Exercise data Start Marker

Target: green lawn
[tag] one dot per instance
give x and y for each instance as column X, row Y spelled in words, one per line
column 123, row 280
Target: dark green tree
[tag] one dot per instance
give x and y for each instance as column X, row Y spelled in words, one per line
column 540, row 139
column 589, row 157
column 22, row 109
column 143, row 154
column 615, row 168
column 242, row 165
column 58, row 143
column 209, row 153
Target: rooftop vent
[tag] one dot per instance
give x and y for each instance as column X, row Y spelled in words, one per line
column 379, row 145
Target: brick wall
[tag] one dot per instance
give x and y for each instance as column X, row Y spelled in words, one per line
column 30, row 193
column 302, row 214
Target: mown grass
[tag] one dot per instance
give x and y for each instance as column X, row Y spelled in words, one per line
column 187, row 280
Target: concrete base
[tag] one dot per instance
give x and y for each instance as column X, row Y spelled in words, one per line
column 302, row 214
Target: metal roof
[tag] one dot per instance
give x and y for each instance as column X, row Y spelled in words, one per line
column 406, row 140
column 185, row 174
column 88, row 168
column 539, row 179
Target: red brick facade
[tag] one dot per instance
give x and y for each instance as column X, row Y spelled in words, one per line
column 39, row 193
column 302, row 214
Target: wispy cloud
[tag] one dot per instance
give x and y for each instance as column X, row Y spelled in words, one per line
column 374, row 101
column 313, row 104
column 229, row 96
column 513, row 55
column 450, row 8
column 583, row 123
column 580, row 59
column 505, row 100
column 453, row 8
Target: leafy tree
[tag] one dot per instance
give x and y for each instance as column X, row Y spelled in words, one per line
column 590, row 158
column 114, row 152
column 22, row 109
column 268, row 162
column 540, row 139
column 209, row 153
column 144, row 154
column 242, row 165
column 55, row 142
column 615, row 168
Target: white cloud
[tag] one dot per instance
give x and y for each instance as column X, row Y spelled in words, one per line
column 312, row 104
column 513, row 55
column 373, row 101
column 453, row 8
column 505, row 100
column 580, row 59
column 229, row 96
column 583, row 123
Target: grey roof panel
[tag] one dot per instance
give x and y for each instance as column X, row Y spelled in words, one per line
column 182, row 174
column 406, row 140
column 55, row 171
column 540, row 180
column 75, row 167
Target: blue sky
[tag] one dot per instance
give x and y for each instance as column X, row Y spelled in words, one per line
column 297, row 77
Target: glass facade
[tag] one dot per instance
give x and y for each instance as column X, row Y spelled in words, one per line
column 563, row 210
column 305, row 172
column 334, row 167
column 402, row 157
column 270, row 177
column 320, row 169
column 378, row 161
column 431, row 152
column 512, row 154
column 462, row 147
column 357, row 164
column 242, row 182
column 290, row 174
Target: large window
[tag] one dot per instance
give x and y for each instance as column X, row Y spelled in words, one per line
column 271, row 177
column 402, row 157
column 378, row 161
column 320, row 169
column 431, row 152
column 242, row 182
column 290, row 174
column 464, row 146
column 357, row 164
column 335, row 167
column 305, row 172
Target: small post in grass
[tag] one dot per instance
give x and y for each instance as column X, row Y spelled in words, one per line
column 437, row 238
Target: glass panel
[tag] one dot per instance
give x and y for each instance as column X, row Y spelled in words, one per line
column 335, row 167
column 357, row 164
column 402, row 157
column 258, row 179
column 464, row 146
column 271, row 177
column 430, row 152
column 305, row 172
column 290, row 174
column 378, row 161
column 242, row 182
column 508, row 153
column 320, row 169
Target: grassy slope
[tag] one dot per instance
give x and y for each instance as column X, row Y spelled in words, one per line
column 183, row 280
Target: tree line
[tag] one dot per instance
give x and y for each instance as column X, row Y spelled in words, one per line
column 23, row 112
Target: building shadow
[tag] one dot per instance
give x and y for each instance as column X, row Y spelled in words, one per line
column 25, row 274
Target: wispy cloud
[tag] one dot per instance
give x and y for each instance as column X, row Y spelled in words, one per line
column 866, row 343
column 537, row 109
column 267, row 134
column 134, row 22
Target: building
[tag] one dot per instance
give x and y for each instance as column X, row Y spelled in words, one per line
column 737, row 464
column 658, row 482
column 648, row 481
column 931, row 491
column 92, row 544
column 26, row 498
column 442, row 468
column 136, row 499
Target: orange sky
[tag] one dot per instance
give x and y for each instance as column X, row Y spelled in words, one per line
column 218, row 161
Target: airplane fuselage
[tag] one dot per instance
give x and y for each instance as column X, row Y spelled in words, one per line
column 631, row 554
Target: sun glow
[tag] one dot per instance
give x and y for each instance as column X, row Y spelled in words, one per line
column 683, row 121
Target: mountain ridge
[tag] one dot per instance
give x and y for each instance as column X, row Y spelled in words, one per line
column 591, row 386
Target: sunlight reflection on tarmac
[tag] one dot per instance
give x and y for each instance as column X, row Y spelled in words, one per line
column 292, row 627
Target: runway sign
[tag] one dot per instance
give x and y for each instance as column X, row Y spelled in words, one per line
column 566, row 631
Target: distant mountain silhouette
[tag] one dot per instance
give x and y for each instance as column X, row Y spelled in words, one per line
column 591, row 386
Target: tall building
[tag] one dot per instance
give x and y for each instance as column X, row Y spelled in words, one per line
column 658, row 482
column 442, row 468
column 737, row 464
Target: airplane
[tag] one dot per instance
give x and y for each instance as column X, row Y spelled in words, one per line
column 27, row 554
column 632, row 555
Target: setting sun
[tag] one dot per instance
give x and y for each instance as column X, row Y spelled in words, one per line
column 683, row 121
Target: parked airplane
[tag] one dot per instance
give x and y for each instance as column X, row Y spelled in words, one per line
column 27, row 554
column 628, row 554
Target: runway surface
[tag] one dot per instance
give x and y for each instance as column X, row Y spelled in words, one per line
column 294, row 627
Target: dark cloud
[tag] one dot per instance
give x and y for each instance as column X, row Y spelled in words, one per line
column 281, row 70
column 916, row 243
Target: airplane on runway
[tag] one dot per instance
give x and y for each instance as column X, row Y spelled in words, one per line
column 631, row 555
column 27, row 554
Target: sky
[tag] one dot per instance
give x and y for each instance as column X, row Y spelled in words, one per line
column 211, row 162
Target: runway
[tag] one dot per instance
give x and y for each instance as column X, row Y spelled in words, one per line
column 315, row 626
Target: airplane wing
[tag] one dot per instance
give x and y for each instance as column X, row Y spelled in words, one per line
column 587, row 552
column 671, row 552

Exercise data End Marker

All the data above is to be given again, exactly.

→ **Answer to the problem**
Target: green lawn
[tag] one dot per instance
give x and y for each instance as column X, row Y spelled in words, one per line
column 123, row 280
Target: dark green tree
[tag] one dot per instance
give x and y for each instance as column X, row Y spelled in words, one per line
column 540, row 139
column 589, row 157
column 22, row 109
column 143, row 154
column 615, row 168
column 242, row 165
column 58, row 143
column 209, row 153
Target: rooftop vent
[tag] one dot per instance
give x and y for each instance as column X, row Y spelled in words, one per line
column 379, row 145
Target: brick wall
[tag] one dot per instance
give x and y for each instance as column X, row Y spelled in words, one per line
column 30, row 193
column 302, row 214
Target: mown grass
[tag] one dot per instance
give x and y for each instance as column X, row Y spelled in words, one per line
column 187, row 280
Target: concrete base
[tag] one dot per instance
give x and y for each instance as column X, row Y spelled in words, one per line
column 302, row 214
Target: metal roof
[tag] one dot per instance
give x and y for each instance as column X, row Y spelled in words, one per line
column 406, row 140
column 185, row 174
column 88, row 168
column 539, row 179
Target: red brick facade
[tag] one dot per instance
give x and y for each instance as column X, row Y spelled in words, one per line
column 39, row 193
column 302, row 214
Target: wispy cloud
[tag] one dot per instance
give x and y for each instance as column X, row Y spelled in words, one per line
column 374, row 101
column 313, row 104
column 229, row 96
column 513, row 55
column 450, row 8
column 583, row 123
column 580, row 59
column 505, row 100
column 453, row 8
Target: leafy tree
[tag] one dot per instance
give x and y for each instance as column X, row Y spelled in words, one per line
column 590, row 158
column 114, row 152
column 22, row 109
column 268, row 162
column 540, row 139
column 209, row 153
column 144, row 154
column 242, row 165
column 55, row 142
column 615, row 168
Target: white cloud
[tag] one dot per instance
give x and y for each instance as column X, row Y spelled in words, one per line
column 312, row 104
column 513, row 55
column 373, row 101
column 453, row 8
column 505, row 100
column 580, row 59
column 229, row 96
column 583, row 123
Target: grey roof panel
[tag] one dot per instance
give x and y for each instance as column X, row Y spelled in words, one per line
column 182, row 174
column 406, row 140
column 55, row 171
column 540, row 180
column 75, row 167
Target: blue sky
[tag] one dot per instance
give x and y for each instance as column X, row Y spelled in words, one per line
column 297, row 77
Target: glass facade
[tag] one dot per instance
give x and y for each instance as column X, row Y spelled in words, one per line
column 563, row 210
column 305, row 172
column 334, row 167
column 402, row 157
column 270, row 177
column 320, row 169
column 378, row 161
column 431, row 152
column 512, row 154
column 462, row 147
column 357, row 164
column 242, row 182
column 290, row 174
Target: large window
[tag] one dot per instance
give x and y for each instance as column X, row Y spelled in words, one per line
column 271, row 177
column 402, row 157
column 378, row 161
column 320, row 169
column 431, row 152
column 242, row 182
column 290, row 174
column 464, row 146
column 357, row 164
column 335, row 167
column 305, row 172
Target: small post in grass
[tag] one dot per instance
give x and y for each instance as column X, row Y spelled in words, one per line
column 437, row 238
Target: glass panel
[tag] one dot per instance
give x and y for each instance as column X, row Y spelled in words, one per line
column 335, row 167
column 357, row 164
column 402, row 157
column 258, row 179
column 464, row 146
column 271, row 177
column 430, row 152
column 305, row 172
column 290, row 174
column 378, row 161
column 242, row 182
column 508, row 153
column 320, row 169
Target: grassy slope
[tag] one dot per instance
give x and y for each instance as column X, row Y spelled in words, one per line
column 183, row 280
Target: tree line
[tag] one dot per instance
give x and y for each instance as column X, row Y spelled in words, one per line
column 23, row 112
Target: building shadow
[tag] one dot per instance
give x and y for each instance as column X, row Y spelled in words, one per line
column 25, row 274
Target: wispy cloud
[tag] one dot per instance
give x and y for each instance as column X, row Y spelled in words, one per line
column 866, row 343
column 537, row 109
column 267, row 134
column 134, row 22
Target: building
[tag] one dot per instance
give x and y for each instance as column X, row Y spelled in words, one per line
column 737, row 464
column 658, row 482
column 648, row 481
column 931, row 491
column 92, row 544
column 26, row 498
column 442, row 468
column 136, row 499
Target: orange sky
[tag] one dot per instance
give x and y for each instance as column X, row Y spelled in words, one per line
column 218, row 161
Target: airplane fuselage
[tag] one dot per instance
give x and y for each instance as column X, row Y spelled in words, one per line
column 631, row 554
Target: sun glow
[tag] one dot per instance
give x and y for each instance as column X, row Y spelled in words, one per line
column 683, row 121
Target: mountain ridge
[tag] one dot per instance
give x and y for each instance as column X, row Y spelled in words, one per line
column 591, row 386
Target: sunlight reflection on tarmac
[tag] one dot per instance
give x and y for each instance as column X, row Y spelled in words, one per line
column 292, row 627
Target: runway sign
[tag] one dot per instance
give x and y for each instance as column X, row Y spelled in words, one per line
column 566, row 631
Target: distant mountain silhouette
[tag] one dot per instance
give x and y for each instance as column X, row Y spelled in words, one per line
column 591, row 386
Target: tall building
[tag] one dot per instance
give x and y for each instance as column X, row Y spelled in words, one per line
column 658, row 482
column 442, row 468
column 737, row 464
Target: airplane
[tag] one dot per instance
give x and y for each instance as column X, row Y spelled in words, one per line
column 27, row 554
column 632, row 555
Target: setting sun
[tag] one dot per instance
give x and y for each instance as column X, row Y spelled in words, one per line
column 683, row 121
Target: parked airplane
[tag] one dot per instance
give x and y for each instance as column X, row Y spelled in words, one per line
column 27, row 554
column 628, row 554
Target: runway surface
[tag] one dot per instance
give x and y for each instance as column X, row Y spelled in words, one per line
column 294, row 627
Target: dark cloud
[tag] one dot per instance
give x and y for each instance as column X, row Y spelled in words, one per line
column 281, row 70
column 916, row 243
Target: airplane on runway
[tag] one dot per instance
give x and y for each instance as column X, row Y spelled in words, one per line
column 631, row 555
column 27, row 554
Target: sky
[tag] one dot per instance
give x and y for each instance as column X, row Y spelled in words, one per line
column 211, row 162
Target: runway
[tag] one dot per instance
give x and y for each instance as column X, row Y spelled in words, one per line
column 315, row 626
Target: airplane wing
[tag] one dot per instance
give x and y for each instance as column X, row Y spelled in words, one per line
column 587, row 552
column 671, row 552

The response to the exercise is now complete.